Stored entries
+-------+

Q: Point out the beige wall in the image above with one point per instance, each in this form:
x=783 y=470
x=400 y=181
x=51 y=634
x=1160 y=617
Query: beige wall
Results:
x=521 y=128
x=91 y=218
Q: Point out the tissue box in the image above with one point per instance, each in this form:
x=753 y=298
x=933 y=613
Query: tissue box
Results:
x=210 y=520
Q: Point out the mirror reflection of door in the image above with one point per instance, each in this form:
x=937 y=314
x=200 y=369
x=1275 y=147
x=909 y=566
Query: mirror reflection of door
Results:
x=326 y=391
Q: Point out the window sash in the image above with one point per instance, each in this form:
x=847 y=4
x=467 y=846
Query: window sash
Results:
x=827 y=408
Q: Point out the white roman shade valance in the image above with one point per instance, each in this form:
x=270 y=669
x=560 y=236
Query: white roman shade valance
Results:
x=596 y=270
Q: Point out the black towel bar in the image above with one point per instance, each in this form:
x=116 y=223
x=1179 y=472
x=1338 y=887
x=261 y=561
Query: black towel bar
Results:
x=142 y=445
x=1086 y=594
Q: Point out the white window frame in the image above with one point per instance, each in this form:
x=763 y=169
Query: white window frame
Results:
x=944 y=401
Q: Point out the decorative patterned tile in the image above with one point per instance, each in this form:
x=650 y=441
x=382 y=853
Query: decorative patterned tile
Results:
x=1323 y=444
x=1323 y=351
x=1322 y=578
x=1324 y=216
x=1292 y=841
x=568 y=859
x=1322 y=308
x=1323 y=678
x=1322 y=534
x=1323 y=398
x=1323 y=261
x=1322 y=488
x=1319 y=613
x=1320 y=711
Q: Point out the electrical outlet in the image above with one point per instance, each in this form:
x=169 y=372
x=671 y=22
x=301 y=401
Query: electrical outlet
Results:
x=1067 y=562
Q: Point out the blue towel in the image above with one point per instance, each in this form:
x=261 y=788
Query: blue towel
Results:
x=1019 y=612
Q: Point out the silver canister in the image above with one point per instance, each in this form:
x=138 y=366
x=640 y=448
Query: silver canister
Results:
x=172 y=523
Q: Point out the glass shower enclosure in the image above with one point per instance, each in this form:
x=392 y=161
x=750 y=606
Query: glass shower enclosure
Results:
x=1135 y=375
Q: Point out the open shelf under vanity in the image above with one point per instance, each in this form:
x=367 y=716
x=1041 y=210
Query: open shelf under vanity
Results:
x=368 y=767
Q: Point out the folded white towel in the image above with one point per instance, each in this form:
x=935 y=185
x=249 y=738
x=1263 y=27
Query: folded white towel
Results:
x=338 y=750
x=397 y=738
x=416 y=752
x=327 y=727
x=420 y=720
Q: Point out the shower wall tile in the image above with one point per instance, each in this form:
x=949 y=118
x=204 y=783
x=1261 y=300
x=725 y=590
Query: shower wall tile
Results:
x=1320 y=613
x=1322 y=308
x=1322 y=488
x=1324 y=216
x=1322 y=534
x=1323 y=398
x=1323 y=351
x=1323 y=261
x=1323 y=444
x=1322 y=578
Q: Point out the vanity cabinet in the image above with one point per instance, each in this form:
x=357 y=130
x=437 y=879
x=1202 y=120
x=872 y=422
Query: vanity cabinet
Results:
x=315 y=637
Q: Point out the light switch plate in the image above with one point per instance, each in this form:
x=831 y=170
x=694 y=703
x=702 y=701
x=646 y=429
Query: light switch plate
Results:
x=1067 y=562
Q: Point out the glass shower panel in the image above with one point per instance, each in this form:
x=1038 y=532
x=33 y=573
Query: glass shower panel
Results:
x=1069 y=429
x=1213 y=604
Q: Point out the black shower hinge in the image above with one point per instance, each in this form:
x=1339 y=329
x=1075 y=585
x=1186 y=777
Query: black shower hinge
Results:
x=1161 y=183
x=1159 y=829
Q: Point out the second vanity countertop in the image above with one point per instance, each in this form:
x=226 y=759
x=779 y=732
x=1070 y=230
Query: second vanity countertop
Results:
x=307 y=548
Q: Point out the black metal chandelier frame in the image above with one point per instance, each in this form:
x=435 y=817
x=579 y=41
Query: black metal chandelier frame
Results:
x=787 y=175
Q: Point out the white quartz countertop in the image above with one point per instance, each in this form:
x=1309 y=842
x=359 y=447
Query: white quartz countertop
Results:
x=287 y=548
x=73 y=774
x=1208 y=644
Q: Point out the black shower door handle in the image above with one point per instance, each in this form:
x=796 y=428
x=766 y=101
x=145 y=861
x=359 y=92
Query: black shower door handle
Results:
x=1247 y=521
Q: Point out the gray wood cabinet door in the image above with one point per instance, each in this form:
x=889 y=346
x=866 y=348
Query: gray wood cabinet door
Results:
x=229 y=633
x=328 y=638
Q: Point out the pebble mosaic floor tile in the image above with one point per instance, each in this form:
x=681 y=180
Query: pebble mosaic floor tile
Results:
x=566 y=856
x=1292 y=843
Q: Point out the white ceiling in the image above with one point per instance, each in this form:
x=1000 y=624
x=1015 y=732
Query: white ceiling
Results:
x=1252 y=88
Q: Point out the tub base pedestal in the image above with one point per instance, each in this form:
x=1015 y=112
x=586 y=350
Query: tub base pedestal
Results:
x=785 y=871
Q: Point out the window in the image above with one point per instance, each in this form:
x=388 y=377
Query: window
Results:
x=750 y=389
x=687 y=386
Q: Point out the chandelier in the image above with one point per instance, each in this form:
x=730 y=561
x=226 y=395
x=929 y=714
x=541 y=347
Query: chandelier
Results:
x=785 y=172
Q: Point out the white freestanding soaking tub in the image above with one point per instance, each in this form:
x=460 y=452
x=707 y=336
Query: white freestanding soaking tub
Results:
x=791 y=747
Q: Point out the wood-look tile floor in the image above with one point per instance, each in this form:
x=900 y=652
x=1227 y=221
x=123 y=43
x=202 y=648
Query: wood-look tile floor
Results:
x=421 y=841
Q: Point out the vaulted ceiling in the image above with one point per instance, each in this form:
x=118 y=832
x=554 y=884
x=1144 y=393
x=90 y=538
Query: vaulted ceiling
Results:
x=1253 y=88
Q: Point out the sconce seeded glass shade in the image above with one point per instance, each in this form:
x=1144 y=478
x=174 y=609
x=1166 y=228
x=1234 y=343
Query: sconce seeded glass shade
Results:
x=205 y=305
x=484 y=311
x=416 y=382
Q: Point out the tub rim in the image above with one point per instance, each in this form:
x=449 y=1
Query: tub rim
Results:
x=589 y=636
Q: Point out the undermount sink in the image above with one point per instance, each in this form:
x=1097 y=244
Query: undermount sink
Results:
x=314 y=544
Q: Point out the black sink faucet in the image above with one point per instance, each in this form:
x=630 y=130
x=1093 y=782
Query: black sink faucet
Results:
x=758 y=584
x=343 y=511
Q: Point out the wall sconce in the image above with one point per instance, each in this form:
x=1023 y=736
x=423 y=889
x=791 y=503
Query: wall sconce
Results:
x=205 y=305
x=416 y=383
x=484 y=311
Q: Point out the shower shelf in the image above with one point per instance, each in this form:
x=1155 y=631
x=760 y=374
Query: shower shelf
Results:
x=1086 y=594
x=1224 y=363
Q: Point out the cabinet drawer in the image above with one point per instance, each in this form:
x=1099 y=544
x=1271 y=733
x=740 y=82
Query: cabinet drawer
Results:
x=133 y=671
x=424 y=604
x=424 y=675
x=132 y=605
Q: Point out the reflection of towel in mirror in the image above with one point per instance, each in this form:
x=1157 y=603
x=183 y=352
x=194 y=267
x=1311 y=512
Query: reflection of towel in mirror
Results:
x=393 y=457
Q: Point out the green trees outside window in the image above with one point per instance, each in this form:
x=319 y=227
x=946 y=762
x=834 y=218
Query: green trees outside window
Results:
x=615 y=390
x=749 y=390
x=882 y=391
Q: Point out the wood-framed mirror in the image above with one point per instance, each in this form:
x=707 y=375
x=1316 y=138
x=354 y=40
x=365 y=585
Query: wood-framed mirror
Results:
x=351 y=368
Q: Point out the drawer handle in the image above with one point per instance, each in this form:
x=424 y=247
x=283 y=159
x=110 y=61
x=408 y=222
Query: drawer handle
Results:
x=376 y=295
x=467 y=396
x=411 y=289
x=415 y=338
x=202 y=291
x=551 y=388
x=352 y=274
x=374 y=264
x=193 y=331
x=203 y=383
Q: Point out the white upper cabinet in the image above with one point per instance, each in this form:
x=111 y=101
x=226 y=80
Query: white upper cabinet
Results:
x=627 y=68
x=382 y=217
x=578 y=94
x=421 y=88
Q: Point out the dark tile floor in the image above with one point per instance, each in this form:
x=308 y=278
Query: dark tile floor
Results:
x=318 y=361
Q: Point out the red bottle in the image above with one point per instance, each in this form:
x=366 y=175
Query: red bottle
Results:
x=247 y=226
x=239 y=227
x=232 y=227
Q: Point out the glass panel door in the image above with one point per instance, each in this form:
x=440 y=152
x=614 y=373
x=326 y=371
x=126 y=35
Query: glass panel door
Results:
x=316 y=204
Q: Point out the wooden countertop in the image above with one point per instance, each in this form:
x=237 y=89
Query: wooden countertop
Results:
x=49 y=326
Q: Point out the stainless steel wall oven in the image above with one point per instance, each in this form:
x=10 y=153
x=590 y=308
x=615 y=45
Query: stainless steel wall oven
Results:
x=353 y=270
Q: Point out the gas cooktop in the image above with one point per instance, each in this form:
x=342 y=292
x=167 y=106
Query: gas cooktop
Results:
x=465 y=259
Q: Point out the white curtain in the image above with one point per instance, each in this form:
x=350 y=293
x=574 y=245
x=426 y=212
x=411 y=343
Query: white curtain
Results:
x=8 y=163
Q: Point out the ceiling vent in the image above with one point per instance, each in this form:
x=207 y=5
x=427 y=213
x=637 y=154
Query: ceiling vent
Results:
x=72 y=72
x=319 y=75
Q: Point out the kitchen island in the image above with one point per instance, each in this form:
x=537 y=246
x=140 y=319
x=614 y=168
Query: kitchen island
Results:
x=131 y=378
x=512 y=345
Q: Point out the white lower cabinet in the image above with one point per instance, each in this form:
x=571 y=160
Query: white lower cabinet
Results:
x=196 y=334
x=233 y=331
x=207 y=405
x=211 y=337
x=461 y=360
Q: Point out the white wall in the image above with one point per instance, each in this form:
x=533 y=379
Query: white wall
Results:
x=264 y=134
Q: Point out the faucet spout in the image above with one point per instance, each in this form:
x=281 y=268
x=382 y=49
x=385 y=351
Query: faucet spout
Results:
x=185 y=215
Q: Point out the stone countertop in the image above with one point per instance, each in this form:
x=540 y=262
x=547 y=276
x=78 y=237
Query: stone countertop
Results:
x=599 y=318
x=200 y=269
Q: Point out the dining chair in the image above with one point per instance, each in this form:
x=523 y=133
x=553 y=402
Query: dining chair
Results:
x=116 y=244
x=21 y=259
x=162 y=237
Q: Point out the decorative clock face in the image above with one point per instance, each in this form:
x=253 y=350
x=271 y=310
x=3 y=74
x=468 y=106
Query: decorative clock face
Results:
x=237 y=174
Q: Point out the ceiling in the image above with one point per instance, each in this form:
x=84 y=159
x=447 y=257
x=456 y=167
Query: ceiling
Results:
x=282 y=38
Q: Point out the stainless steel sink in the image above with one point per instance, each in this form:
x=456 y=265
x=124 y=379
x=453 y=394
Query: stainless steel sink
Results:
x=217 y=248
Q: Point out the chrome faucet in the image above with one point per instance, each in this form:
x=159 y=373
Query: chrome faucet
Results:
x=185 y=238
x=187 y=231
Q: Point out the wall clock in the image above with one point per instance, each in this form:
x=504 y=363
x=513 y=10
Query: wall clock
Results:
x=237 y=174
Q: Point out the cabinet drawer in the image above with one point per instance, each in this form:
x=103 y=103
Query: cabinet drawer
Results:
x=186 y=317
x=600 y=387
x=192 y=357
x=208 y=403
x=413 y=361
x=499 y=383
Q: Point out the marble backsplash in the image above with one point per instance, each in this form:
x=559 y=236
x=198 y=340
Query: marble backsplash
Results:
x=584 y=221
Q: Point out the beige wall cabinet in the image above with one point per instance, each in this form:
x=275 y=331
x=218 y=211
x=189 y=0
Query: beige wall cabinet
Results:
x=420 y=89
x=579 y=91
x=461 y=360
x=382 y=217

+-------+

» EXERCISE REQUIREMENTS
Convert the items from the line containing "Q: Point out the pebble" through the line containing "x=1253 y=88", inclusive, into a JSON list of strings with one string per line and no blank lines.

» SOLUTION TO THE PROBLEM
[
  "Q: Point out the pebble mosaic floor tile in the image above with one point per instance, each in this form:",
  "x=681 y=180",
  "Query: pebble mosaic floor tile",
  "Results:",
  "x=566 y=856",
  "x=1292 y=843",
  "Q: Point out the white ceiling in the image above with one point per instance, each in this form:",
  "x=1000 y=624",
  "x=1015 y=732",
  "Query: white ceiling",
  "Results:",
  "x=1252 y=88",
  "Q: Point out the tub base pedestal in the image above with one point per instance, each in this form:",
  "x=1015 y=112",
  "x=586 y=350",
  "Query: tub base pedestal",
  "Results:",
  "x=785 y=871",
  "Q: Point out the window in the image above with one point per instance, each in this form:",
  "x=388 y=377",
  "Query: window",
  "Results:",
  "x=750 y=389",
  "x=687 y=386",
  "Q: Point out the chandelier in the image above with one point per instance, each in this form:",
  "x=730 y=561",
  "x=226 y=395",
  "x=929 y=714",
  "x=541 y=347",
  "Query: chandelier",
  "Results:",
  "x=785 y=172",
  "Q: Point out the white freestanding soaking tub in the image above with one point per instance, each in this form:",
  "x=460 y=452",
  "x=707 y=336",
  "Query: white freestanding soaking tub",
  "Results:",
  "x=791 y=747",
  "Q: Point out the wood-look tile floor in the image above with one point per instance, each in this form:",
  "x=900 y=652",
  "x=1227 y=221",
  "x=123 y=43",
  "x=202 y=648",
  "Query: wood-look tile floor",
  "Results:",
  "x=421 y=841",
  "Q: Point out the vaulted ceiling in the image above with one point per instance, each in this form:",
  "x=118 y=832",
  "x=554 y=884",
  "x=1144 y=393",
  "x=90 y=538",
  "Query: vaulted ceiling",
  "Results:",
  "x=1253 y=88"
]